* _Texto proporcionado_
Contriamente a la historiografía oficial que hoy nos quieren vender, España no era un desierto tecnológico en el siglo XVII. Aunque, cualquiera que se pone a pensar, ningún imperio de la magnitud que llegó a tener España, podía llegar a dominar tamaña extensión, sin una base tecnológica y científica. Una de las pruebas es el complejo industrial de La Cavada.

A finales del siglo XVI, el combate en tierra había llegado a un estado estacionario. Una potencia podía conquistar un territorio, pero si perdía el control de su suministro, perdía rápidamente su capacidad de mantener dicho territorio dentro de su esfera de poder. Si los territorios anexados crecían, por ley natural se topaban con un mar u océano, siendo de vital importancia poder controlar las vías marítimas de suministro.

Para poder controlar las rutas sobre los mares, hacían falta buques armados con potentes artillerías. Técnicos para la construcción de buques había en todos los países y marinos capaces de dirigir las naves, también. Sin embargo, artillar estos buques era harina de otro costal. Se requerían conocimientos específicos y muy novedosos. Los herreros medievales no tenían las capacidades técnicas para la construcción de los cañones que debían servir en las naves de guerra.

Corrían los años de principios del siglo XVII, cuando la Junta de Fabricas de Navíos escribió a Felipe III una apremiante carta en la cual se solicitaba, no la construcción de nuevos navíos, sino el permiso para hacer venir de las provincias españolas de Flandes, técnicos metalúrgicos. La razón de esta solicitud es que en Flandes se estaban desarrollando nuevas técnicas de producción de cañones, las cuales permitían suplantar la antigua del forjado en bronce, por colada directa de acero fundido.

Felipe III, decidió permitir la llegada de fundidores valones a la península. Pero primero había que decidir donde instalarlos. Se sabía que había necesidad de carbón, mineral de hierro y fuerza motriz hidráulica. El primer sitio elegido fue en Vizcaya. Al embajador Baltasar de Zuñiga se le dieron plenos poderes para operar en los dos extremos. Por un lado contratar técnicos en las provincias españolas de los Países Bajos y por otro, iniciar la construcción de fundiciones o bien contratar fundiciones ya existentes. Por el lado valón no hubo problemas y se llegaron a contratar los técnicos que se trasladaron a España.

No ocurrió lo mismo en el lado español. El señorío local vizcaíno, receloso de sus prebendas y anteponiendo sus pequeños intereses frente a los beneficios que para las localidades vizcaínas ello iba a significar, puso todas las dificultades imaginables y finalmente el proyecto se abortó en 1603.

La administración de Felipe III no se arredró y pronto se tomó la decisión de reubicar el proyecto en Santander, concretamente en la localidad de Lierganes, junto al rio Miera. Este emplazamiento era ideal para las instalaciones previstas. Habían minas de hierro recién descubiertas, bosques frondosos que podían suministrar el carbono necesario, agua abundante y regular, puertos cercanos desde donde poder expedir las mercancías al mundo entero y mano de obra disponible, ya que la zona estaba centrada fundamentalmente en la agricultura y ganadería de bajo rendimiento y habían fuertes excedentes de población deseosa de salir de la situación de pobreza.

* _Consigna A_
Transcribe del texto sobre La Cavada el fragmento que va desde "Para poder controlar" hasta "naves de guerra.", ambos incluidos.
* _Consigna B_
Por favor, prosigue el texto sobre el complejo industrial de La Cavada a partir de donde termina.

* _Material_
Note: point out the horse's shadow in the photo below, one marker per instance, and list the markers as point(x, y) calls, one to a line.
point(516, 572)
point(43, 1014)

* _Respuesta esperada A_
Para poder controlar las rutas sobre los mares, hacían falta buques armados con potentes artillerías. Técnicos para la construcción de buques había en todos los países y marinos capaces de dirigir las naves, también. Sin embargo, artillar estos buques era harina de otro costal. Se requerían conocimientos específicos y muy novedosos. Los herreros medievales no tenían las capacidades técnicas para la construcción de los cañones que debían servir en las naves de guerra.

* _Respuesta esperada B_
Al principio, se aprovechó la ferrería existente en La Vega, pero una ferrería no era más que el antiguo sistema medieval de producción. Ya en 1616 se empezaron a construir fraguas, hornos y carboneras y el 7 de julio de 1622, una Real cedula concede un contrato que garantizaba prácticamente el monopolio de la fabricación de cañones en la Península Ibérica.

En 1618 se habían iniciado los estudios para la construcción de dos altos hornos de tipo valón. Se les llamó San Francisco y Santo Domingo, que con sus 6.30 metros de alto y 11 metros de foso, fueron los mayores de su tiempo.

Los clientes de los productos que salían de la fábrica eran la marina de guerra, el ejército, las fortalezas militares, los armadores de la marina mercante y de corso y en último lugar, las exportaciones a otros países, siempre que no fueran beligerantes con España.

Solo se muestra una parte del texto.